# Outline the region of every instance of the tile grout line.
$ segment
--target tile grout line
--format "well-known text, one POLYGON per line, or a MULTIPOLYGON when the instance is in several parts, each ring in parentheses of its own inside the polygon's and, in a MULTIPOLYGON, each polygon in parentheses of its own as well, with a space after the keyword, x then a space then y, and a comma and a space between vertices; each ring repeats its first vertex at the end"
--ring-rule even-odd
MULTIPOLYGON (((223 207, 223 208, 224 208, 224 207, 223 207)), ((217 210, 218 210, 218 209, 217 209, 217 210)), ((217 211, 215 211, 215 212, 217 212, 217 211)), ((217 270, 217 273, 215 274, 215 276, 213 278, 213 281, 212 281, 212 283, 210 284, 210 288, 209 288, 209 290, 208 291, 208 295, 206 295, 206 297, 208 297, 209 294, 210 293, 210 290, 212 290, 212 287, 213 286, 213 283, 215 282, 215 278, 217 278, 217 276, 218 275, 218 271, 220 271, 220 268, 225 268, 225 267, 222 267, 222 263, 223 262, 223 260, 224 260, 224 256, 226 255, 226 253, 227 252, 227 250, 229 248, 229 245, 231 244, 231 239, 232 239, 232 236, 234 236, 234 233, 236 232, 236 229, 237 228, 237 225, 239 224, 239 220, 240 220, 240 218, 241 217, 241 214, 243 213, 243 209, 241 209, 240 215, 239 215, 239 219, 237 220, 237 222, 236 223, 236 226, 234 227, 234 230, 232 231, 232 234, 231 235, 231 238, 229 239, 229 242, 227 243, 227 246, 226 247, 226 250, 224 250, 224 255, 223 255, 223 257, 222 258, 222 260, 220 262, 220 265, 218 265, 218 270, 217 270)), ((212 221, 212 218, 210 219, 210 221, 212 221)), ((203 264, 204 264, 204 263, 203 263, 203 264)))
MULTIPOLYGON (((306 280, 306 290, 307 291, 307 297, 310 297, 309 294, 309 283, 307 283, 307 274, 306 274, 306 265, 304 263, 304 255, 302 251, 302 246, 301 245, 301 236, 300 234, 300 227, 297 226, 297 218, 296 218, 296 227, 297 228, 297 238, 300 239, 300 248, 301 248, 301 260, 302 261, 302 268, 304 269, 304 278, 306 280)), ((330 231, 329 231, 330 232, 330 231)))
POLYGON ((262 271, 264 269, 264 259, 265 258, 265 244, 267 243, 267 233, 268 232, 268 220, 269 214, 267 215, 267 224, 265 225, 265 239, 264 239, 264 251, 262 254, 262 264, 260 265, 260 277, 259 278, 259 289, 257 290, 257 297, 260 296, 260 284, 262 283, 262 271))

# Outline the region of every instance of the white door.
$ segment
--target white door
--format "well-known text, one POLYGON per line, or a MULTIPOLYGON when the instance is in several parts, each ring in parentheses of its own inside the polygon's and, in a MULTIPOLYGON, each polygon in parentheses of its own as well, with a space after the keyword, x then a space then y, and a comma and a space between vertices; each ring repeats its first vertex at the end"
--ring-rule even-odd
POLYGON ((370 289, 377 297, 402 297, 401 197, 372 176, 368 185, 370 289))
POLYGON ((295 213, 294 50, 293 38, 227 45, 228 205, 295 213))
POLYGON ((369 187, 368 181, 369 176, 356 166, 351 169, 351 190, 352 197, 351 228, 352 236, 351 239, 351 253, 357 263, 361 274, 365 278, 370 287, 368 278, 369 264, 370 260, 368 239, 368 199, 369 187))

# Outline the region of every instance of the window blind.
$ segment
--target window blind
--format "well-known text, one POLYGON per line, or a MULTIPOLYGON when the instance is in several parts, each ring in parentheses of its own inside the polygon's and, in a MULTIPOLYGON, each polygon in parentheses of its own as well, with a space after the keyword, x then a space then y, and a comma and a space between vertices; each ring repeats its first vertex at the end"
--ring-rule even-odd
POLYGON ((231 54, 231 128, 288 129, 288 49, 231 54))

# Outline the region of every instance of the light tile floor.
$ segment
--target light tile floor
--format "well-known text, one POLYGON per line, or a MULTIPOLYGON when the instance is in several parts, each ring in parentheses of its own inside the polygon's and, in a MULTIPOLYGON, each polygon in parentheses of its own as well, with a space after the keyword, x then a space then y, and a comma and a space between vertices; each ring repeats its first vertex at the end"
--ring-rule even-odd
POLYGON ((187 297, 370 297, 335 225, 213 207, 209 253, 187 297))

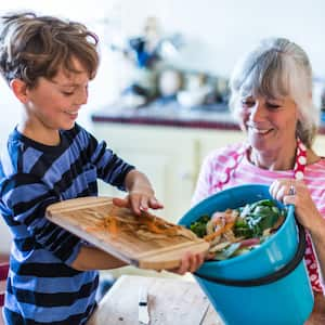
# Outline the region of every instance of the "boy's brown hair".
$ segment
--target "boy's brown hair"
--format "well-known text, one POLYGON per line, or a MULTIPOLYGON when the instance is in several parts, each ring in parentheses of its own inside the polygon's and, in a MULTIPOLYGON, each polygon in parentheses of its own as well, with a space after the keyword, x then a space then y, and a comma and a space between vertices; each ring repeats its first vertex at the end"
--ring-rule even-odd
POLYGON ((34 88, 39 77, 52 79, 61 68, 76 73, 73 58, 77 58, 92 79, 99 66, 98 41, 80 23, 35 13, 4 15, 0 72, 8 82, 18 78, 34 88))

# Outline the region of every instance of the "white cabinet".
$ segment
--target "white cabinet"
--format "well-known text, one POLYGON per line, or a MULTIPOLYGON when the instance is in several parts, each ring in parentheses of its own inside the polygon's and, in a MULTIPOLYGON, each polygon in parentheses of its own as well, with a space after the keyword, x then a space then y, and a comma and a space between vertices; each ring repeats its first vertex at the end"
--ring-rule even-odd
MULTIPOLYGON (((188 210, 197 174, 197 148, 187 131, 96 122, 93 133, 150 178, 165 206, 157 214, 176 222, 188 210)), ((125 195, 104 183, 100 184, 100 194, 125 195)))

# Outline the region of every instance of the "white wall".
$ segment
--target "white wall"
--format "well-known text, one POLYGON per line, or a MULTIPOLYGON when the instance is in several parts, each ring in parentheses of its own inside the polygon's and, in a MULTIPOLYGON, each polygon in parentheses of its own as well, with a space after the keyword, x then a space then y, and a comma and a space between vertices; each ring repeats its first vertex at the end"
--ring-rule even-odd
MULTIPOLYGON (((116 96, 128 74, 123 63, 105 47, 105 41, 114 30, 127 36, 141 34, 147 16, 157 16, 166 34, 183 34, 186 46, 174 60, 180 67, 227 76, 240 54, 260 38, 283 36, 306 49, 315 76, 323 78, 325 75, 323 0, 1 1, 0 13, 16 9, 79 20, 101 37, 102 65, 79 120, 86 125, 90 112, 116 96), (110 22, 108 28, 103 25, 104 20, 110 22)), ((20 107, 2 80, 0 112, 0 145, 3 145, 8 132, 17 121, 20 107)), ((1 223, 0 230, 1 251, 8 247, 9 235, 1 223)))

• **Stated problem**: Convert the data above, from its first line through the line containing "--target tile grout line", into a JSON list of strings with one string for each line, omitting any blank lines.

• **Problem solution**:
[
  "# Outline the region of every instance of the tile grout line.",
  "$ segment",
  "--target tile grout line"
]